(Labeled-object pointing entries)
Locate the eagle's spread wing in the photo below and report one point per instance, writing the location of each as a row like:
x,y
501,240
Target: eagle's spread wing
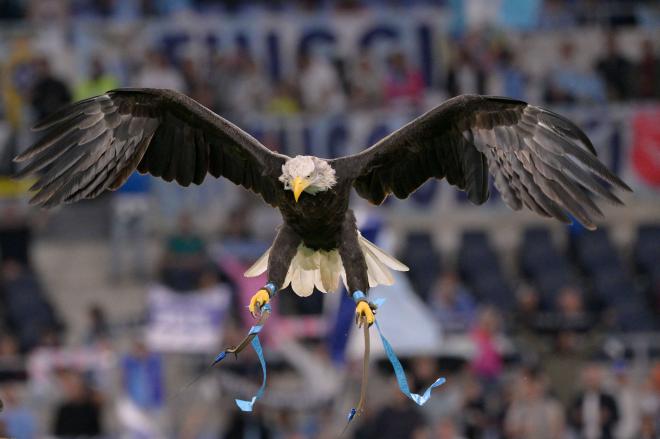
x,y
95,144
538,158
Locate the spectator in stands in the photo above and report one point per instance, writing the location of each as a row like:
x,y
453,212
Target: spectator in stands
x,y
143,382
29,312
397,420
197,86
628,398
532,413
446,428
566,83
507,78
487,361
129,228
11,364
19,419
159,73
185,256
465,75
525,315
647,72
15,234
80,413
404,84
283,101
98,81
556,14
650,405
320,85
99,328
615,70
250,90
49,93
12,10
594,413
568,352
572,314
452,303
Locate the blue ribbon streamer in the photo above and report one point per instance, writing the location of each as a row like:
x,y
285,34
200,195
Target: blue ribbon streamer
x,y
398,369
244,405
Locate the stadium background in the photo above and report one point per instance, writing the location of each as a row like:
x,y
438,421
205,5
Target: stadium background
x,y
109,307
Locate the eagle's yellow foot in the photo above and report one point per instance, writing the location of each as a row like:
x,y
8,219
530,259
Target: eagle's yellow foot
x,y
364,312
260,298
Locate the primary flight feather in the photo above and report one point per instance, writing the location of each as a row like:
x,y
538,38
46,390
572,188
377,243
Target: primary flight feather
x,y
538,159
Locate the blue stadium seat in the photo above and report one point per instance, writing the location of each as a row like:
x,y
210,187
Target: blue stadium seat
x,y
480,268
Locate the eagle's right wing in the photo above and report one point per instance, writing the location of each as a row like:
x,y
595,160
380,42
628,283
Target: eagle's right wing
x,y
95,144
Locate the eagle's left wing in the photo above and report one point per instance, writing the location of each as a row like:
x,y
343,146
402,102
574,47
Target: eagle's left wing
x,y
538,158
95,144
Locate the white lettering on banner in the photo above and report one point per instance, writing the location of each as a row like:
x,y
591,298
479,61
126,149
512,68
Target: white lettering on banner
x,y
190,322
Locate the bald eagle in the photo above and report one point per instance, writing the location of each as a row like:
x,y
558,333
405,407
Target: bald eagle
x,y
538,159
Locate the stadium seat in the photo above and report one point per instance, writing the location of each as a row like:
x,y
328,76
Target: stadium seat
x,y
424,261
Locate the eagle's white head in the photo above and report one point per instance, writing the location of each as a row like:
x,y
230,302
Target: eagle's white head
x,y
307,173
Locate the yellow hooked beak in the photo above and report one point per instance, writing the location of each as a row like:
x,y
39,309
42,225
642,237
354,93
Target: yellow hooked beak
x,y
299,185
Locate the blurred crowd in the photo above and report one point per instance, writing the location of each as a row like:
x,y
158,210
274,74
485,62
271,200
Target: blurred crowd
x,y
234,83
551,348
546,361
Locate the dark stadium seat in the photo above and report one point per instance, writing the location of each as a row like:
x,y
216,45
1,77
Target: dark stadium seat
x,y
543,265
424,261
480,268
647,248
595,252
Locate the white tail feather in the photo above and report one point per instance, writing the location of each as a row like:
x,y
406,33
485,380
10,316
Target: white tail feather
x,y
323,269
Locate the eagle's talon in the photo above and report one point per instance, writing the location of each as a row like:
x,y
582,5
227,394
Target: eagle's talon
x,y
260,298
364,311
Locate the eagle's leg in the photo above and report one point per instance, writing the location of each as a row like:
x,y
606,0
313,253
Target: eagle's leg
x,y
356,270
284,249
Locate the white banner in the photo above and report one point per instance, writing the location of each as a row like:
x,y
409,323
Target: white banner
x,y
186,322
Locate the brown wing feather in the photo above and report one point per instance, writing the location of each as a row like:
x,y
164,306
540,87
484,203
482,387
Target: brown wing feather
x,y
95,145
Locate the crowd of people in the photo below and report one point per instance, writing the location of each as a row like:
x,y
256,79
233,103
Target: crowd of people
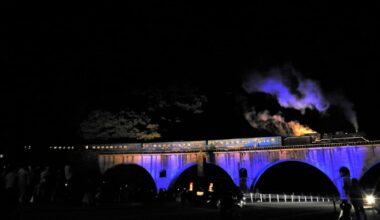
x,y
352,198
41,184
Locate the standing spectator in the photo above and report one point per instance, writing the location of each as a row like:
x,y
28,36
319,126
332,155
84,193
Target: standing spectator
x,y
356,198
345,206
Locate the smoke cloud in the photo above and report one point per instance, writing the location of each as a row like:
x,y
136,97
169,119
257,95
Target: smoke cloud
x,y
299,94
276,124
307,95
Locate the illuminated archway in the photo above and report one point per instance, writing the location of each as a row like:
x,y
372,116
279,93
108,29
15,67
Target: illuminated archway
x,y
292,176
214,174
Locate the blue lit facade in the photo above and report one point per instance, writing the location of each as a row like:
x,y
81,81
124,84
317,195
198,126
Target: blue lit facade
x,y
256,155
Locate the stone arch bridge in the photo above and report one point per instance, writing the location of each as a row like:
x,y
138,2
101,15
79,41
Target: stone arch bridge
x,y
255,155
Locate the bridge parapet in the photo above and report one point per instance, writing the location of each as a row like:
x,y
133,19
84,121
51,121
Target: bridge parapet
x,y
196,146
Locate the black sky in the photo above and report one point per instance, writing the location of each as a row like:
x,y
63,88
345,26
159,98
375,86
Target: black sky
x,y
62,61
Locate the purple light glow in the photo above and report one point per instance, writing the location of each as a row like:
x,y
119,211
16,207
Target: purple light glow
x,y
358,159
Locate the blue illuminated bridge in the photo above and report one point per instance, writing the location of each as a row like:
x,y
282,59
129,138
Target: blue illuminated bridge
x,y
166,161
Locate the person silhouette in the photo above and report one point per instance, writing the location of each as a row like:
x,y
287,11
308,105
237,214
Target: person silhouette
x,y
345,206
356,199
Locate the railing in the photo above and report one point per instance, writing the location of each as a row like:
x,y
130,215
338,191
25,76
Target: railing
x,y
139,149
277,198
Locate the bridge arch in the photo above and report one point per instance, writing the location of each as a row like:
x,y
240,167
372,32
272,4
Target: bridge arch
x,y
131,179
212,173
293,165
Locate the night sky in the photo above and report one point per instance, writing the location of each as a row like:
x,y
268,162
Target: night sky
x,y
64,61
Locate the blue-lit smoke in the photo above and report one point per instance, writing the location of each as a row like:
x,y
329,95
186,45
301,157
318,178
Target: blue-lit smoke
x,y
306,94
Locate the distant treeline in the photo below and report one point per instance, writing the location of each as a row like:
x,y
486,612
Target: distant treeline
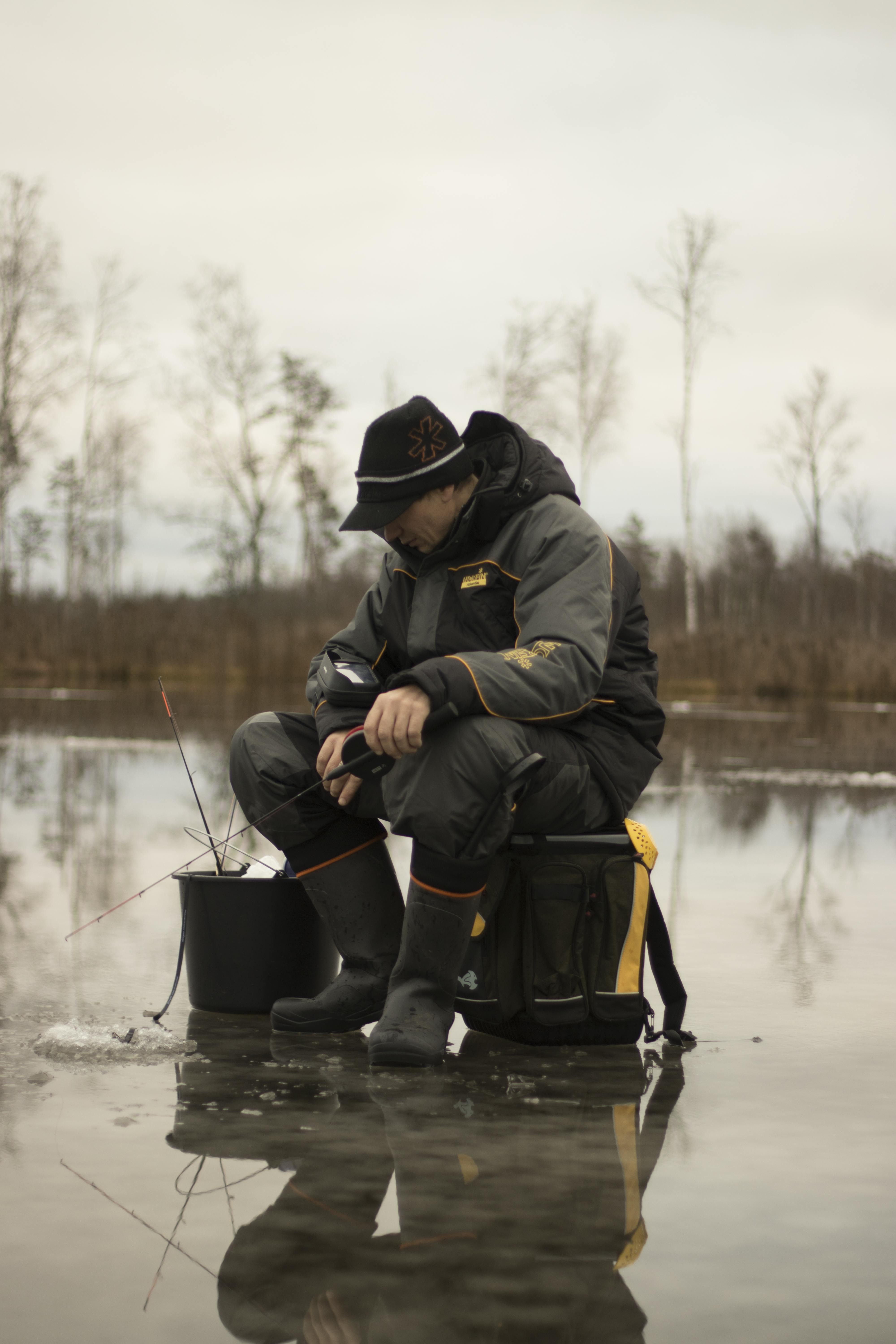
x,y
770,626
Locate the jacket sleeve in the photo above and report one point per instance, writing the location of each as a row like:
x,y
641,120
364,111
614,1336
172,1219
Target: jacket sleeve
x,y
563,610
363,639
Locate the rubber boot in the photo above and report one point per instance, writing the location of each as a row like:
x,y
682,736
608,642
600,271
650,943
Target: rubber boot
x,y
361,902
420,1009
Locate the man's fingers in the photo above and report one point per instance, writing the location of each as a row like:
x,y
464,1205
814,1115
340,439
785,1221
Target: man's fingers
x,y
350,784
310,1330
416,728
386,730
371,726
350,1330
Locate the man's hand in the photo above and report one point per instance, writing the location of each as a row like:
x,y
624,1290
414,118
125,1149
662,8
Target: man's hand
x,y
396,724
327,1322
331,756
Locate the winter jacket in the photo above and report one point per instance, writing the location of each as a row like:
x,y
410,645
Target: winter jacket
x,y
526,612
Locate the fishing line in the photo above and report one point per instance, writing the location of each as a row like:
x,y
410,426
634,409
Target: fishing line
x,y
215,1190
170,1240
436,721
190,775
229,845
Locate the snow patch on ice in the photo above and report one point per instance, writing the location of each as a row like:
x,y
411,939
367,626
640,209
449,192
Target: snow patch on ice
x,y
86,1044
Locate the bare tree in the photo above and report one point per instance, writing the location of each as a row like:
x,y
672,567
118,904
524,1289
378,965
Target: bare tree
x,y
856,513
522,377
812,452
33,544
93,486
228,398
686,291
37,337
592,362
308,403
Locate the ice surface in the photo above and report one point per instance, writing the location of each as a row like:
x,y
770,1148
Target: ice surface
x,y
265,868
89,1044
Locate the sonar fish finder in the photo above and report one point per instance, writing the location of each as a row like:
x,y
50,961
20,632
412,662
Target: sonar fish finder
x,y
349,682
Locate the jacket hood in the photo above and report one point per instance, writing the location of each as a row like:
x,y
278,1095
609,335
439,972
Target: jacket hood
x,y
515,471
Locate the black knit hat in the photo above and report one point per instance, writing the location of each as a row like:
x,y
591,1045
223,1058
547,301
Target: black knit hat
x,y
408,452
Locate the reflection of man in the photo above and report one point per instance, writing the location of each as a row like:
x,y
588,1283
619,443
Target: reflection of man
x,y
502,597
515,1221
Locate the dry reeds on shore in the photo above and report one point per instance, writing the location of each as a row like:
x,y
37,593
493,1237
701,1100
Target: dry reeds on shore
x,y
250,639
769,628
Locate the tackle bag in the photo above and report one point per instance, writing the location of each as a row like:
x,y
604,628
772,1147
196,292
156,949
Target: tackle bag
x,y
557,952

**WORK TO BE COMPLETED**: Print nothing but the lines from the line with "Locate the reflection" to the last line of the records above. Both of those lines count.

**RESULT**:
Locate the reflection of man in the photo above and report one point per instance, writing the location of each as a row like:
x,y
588,1283
619,443
Target: reflection of man
x,y
502,597
515,1221
Locate the dry reeds on shore in the photo above and report one point per instance, writing the location of each as a row like:
x,y
37,593
493,1237
701,1100
Target: dry reeds on shore
x,y
250,639
769,628
Locate the tackle bag in the photo above and report one point per instance, writing the location of each as a row like:
x,y
604,628
772,1147
196,292
156,949
Target: tackle bag
x,y
557,952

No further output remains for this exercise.